:: RECORD LIST

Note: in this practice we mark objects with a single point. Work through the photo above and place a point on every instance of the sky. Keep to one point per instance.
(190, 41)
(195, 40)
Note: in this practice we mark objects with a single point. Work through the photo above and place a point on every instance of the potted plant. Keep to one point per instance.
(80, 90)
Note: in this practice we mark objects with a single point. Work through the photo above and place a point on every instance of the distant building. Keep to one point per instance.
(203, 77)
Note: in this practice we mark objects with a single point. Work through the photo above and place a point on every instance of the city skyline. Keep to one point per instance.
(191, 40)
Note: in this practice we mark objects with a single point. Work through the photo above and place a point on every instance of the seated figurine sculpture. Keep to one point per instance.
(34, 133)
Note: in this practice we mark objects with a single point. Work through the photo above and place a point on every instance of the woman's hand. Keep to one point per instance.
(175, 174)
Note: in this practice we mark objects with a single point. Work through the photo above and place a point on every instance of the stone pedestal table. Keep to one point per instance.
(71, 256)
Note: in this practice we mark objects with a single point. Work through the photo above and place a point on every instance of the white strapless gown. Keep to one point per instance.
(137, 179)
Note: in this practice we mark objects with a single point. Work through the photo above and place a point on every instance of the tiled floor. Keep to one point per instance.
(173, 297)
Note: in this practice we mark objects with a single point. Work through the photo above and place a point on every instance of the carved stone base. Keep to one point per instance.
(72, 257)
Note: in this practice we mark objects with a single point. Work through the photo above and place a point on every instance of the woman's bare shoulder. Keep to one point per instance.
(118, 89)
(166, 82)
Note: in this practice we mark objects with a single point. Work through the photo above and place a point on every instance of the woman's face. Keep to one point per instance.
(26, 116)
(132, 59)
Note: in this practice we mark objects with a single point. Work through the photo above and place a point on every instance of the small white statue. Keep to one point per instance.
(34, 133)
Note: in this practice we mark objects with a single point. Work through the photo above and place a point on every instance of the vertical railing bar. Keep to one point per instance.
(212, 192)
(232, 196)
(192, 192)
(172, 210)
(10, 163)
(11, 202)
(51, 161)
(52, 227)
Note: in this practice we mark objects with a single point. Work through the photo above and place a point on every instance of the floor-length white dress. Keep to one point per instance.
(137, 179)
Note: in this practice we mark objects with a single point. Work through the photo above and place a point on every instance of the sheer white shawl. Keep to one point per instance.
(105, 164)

::::

→ **AIM OF THE TASK**: Make a verbatim copy of every entry shown above.

→ **COMPLETED TASK**:
Note: in this practice we mark objects with a single point. Work through the photo above and place a point on every instance of the sky. Keep to one point per instance.
(190, 41)
(195, 40)
Note: in this practice we mark objects with a single point. Work through the photo above and place a point on every instance of the potted plant. Keep to one point per instance.
(80, 90)
Note: in this practice we mark objects with a single point. Work through the photo above and place a point on every instance of the distant building. Keep to one point per instance.
(203, 77)
Note: in this practice we mark objects with a single point. Work through the photo above and place a point on every instance of the city skyline. Keep to one point per instance.
(191, 40)
Note: in this practice we mark objects with a single point. Work through the photo above and place a point on every instance of the seated figurine sculpture. Keep to one point per instance.
(34, 133)
Note: in this practice we mark objects with a single point. Work through the photo above and place a point on every instance of the woman's hand. Keep to one point per instance.
(175, 174)
Note: in this practice we mark objects with a single point. Work through the photo above and place a point on every instance of the stone pedestal table. Keep to one point per instance.
(71, 256)
Note: in this practice we mark objects with a single point. Work through the photo above and place a point on every instance of the white strapless gown. Keep to one point per instance.
(137, 179)
Note: in this practice we mark objects with a single point. Work through the photo above and place a point on every instance of the tiled floor. Keep to one point per instance.
(173, 297)
Note: in this practice we mark objects with a single point. Work through the photo above and place a point on every instance of the carved stone base. Keep to one point per instance.
(72, 257)
Note: in this practice we mark objects with a single point. Work through the photo above and place a point on every instance of the woman's bare shoulder. Keep to one point per instance.
(118, 89)
(166, 82)
Note: in this practice we mark objects with a single point. Work through the photo above and place a point on every instance of the woman's face. Keep to one point per instance.
(26, 116)
(132, 59)
Note: in this practice we mark objects with a single point. Work through the photo above and place a point on every instance of the small white statue. Keep to one point per instance.
(34, 133)
Note: in this practice we mark objects with a single point. Work through the photo above and place a point on every instance of the vertical railing bar. Keep to one point per instance.
(212, 192)
(232, 196)
(192, 192)
(172, 210)
(10, 163)
(11, 202)
(51, 161)
(52, 227)
Note: in this practice we mark objects with a single point. Work through the photo above and place a point on every instance of the floor-length white dress. Keep to one point per instance.
(137, 179)
Note: in this practice we mark objects with a single point. Work through the photo above and place a point on every instance of the sheer white shawl. Keep to one point per instance.
(105, 164)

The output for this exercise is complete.